Do this:
Extract every line of the material below and reproduce each one verbatim, in its original order.

Source data:
------

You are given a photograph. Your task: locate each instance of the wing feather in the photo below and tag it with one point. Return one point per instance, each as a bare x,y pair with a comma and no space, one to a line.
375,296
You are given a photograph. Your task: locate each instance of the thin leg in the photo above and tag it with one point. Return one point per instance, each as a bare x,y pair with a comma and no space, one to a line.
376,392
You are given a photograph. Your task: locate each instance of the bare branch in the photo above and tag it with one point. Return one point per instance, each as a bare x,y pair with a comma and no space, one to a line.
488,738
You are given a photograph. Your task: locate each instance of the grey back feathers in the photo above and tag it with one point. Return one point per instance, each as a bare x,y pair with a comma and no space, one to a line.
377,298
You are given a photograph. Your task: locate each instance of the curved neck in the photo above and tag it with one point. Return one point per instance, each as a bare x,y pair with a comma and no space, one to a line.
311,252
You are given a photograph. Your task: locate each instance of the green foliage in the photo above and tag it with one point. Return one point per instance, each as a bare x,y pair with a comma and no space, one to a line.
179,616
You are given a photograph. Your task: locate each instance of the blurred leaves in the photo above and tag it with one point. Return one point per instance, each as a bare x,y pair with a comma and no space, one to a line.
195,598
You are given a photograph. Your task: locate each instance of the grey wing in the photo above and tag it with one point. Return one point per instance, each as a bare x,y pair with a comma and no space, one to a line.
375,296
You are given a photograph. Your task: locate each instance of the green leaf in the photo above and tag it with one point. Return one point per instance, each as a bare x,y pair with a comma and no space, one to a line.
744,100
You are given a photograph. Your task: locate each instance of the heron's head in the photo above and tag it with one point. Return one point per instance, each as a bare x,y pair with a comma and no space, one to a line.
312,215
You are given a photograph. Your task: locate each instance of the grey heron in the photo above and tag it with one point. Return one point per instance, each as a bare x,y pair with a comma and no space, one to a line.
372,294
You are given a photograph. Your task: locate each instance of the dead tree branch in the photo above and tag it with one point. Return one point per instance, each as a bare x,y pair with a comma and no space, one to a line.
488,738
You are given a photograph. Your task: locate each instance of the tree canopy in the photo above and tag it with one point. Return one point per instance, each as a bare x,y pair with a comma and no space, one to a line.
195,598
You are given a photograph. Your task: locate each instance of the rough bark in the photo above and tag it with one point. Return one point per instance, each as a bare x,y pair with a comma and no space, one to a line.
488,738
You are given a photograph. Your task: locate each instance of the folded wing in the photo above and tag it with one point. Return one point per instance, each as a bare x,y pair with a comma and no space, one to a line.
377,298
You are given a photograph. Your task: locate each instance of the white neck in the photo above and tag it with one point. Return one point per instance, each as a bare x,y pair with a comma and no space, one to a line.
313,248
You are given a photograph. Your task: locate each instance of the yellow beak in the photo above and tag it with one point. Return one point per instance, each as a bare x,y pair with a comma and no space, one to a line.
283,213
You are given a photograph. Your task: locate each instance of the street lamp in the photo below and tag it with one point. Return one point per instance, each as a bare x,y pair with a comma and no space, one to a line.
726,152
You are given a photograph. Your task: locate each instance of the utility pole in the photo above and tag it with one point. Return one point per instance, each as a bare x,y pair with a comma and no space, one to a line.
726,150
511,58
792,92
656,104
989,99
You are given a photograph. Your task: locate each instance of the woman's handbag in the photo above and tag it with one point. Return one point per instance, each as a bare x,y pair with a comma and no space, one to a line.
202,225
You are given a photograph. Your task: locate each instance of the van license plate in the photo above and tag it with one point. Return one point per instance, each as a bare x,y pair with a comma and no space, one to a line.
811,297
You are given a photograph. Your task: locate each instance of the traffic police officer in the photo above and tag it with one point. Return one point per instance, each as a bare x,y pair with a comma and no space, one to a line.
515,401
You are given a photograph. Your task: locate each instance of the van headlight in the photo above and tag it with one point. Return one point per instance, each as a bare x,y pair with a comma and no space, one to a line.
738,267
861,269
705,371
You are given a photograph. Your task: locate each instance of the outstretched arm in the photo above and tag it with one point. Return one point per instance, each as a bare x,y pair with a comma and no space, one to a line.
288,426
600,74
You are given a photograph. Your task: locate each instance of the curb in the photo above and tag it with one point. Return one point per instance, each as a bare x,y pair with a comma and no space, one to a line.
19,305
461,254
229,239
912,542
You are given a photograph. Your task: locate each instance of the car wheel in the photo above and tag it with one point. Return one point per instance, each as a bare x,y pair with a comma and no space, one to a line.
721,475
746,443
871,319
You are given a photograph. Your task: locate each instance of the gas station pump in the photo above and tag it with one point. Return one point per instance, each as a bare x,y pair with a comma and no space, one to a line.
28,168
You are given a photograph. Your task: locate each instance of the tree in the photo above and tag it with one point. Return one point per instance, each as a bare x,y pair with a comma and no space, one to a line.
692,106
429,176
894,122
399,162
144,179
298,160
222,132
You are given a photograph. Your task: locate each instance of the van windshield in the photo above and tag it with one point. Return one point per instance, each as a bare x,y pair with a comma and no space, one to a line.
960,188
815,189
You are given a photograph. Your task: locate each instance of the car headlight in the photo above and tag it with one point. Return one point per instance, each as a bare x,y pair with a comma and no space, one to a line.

------

Output:
You are given a photograph. Your task: locate each instance of the wing feather in the photo below and tag it with one point. Return one point per instance, each as a bare x,y pair with a comma and no space, one to a line.
375,296
You are given a photograph. Your task: locate each instance of the thin leg in the photo above and tag it with one point. Return one point per instance, each as a bare x,y pair with a comma and no space, one to a line.
376,392
You are given a photograph. Your task: locate each instance of the bare branch in the photo above and tag it with one point. Return one point per instance, each as a bare x,y pair with a comma and no space, one to a line.
488,738
You are given a photograph. Your task: locate each instance of the grey back feathers in the photo above and tag it with one point. Return one point per instance, each as a bare x,y pair with a comma and no space, one to a line.
377,298
You are given a photograph. Your task: locate each instance of the curved neck in the photo above and tag it with one point. Return one point per instance, each as a bare x,y pair with a comma and no space, one to a line.
311,252
You are given a photograph. Your task: locate each instance of the green foliage in the photo above and tag it with one point. Return one point per instance, each as a bare x,y pair with a comma and no space, one to a line.
179,616
You are given a photograph. Your task: locate each instance of the blurred leaves in the photo above and tag it with one point. Return one point per instance, each as a bare x,y pair with a comma and no space, one to a line.
195,598
You are given a photograph. Your task: locate each instance of the grey wing in the photo above and tag it with one point. Return one point per instance, each as a bare x,y pair with a comma and no space, one to a line.
375,296
You are given a photograph. Your task: locate each instance of the green leaf in the photo above and tag it with one point. Return one point per instance, each as a bare x,y pair with a comma and no space, one to a line.
744,100
You are given a photograph. Your task: locate each instance of the heron's head in the photo above and tag it with one point. Return one point per instance, each as a bare x,y pair with a comma and no space, one to a line.
312,215
You are given a photograph. Your task: locate each instance of the grey heron in the photo above and tag it with one point. Return one point per instance, each as a bare x,y pair with a comma and no space, one to a line.
372,294
You are given a photograph. Your task: locate each instance of the dead tree branch in the photo above and tag it with one point. Return one point per instance, each as a bare x,y pair with a comma and no space, one to a line.
488,738
You are given a photograph. Your task: locate each instance of the tree canopy in the photo above and tag it with one point. Return one point per instance, each as a bare x,y pair with a comma and no space, one to a line.
195,598
You are given a photograph. Your task: locate each instance of the rough bark in the photo above and tag it with one point. Return one point per instance, each as a bare x,y pair with a comma and no space, one to a line.
488,738
You are given a photograph. Your task: locate each instance of the folded wing in the photo above and tag it with one point. Return one point per instance, each as a bare x,y pair with a comma and no space, one to a line.
377,298
You are given a photograph. Your task: locate each instance of the white neck in the photo above and tag it with one point. Return one point per instance, each as a bare x,y pair with a comma and no space, one to a line.
313,248
You are given a photograph. Your task: locate each instance of the yellow beak in the photo above and tag it with one point. Return one point per instance, each as a bare x,y pair with a comma and no space, one to a line.
283,213
You are given a photograph. Your task: locate each instance of the street lamp in the photo below and tag it with one point. Return one point per instance, each as a bare x,y pair with a comma and no space, one to a line.
726,152
You are given a photograph. Your task: locate each instance of the utility pole in the photo above and tag it with one point. Return one point per instance, each as a bare x,y pair with a comma and no space, one to a line.
726,150
511,58
792,92
656,104
989,99
You are given a photograph. Your task: locate each instance of the woman's handbag in the photo above and tag it with one point. Return one point per instance, each as a bare x,y pair with a comma and no space, one to a line.
202,225
You are given a photograph. Your task: locate each instance of the van license plate in the photo above and tag it with one point. Return one point per instance, each as a bare x,y pair with a comma and no space, one to a line.
811,297
You are given a photograph. Your task: locate each instance of the traffic police officer in the photo above and tag it with one point. Return one point per instance, each as a bare x,y pair with a comma and no space, one to a line.
515,401
You are given a photograph. Your task: locate each instance of the van headlight in the photo above and tag it with one point. Return one point per instance, each as a bare x,y pair with a comma and no space, one to a line.
738,267
861,269
705,371
You are given a photograph. Your task: locate each instance of the outstretched arm in the photo above and tag it with one point. Return one point per instance, each as a bare x,y pair with a comma and no space, one to a line.
288,426
600,74
You are given a photograph. Your task: locate each instance of the curb in the photo above and tag it with one point. Return one point per instance, each as a bare x,y pair with a comma and no space, one to a line.
19,305
461,254
229,239
912,542
You are given a photograph. Your task: locate each instance of the car wheel in the photo above and tag it with one point. Return one point per instance, each as a bare x,y pair with a comma and no space, one to a line.
721,475
746,443
871,319
You are given a photograph. Your task: locate each instance of the gas station pump in the photo above and tag it with one point. Return one point per instance, each as a bare x,y pair with a comma and no space, one to a line.
28,168
You are given a photograph. Your task: locate each instance of the tree in the photo above and tag it with one point. Return one point per instance, each as a bare x,y pair with a comma and no space, one to a line.
692,106
429,176
894,122
399,162
144,179
298,160
222,132
You are given a photograph. Your task: locate each instance of the van windshield in the photo above and tag it with one point. Return one point per instance, each as a bare x,y pair with a comma and no space, one to a line.
960,188
815,189
You are given a photograph. Your task: locate each instance of the car headlight in the photo above and tag it with one point. Return one point per instance, each as a bare x,y pair with a comma and no space, one to a line.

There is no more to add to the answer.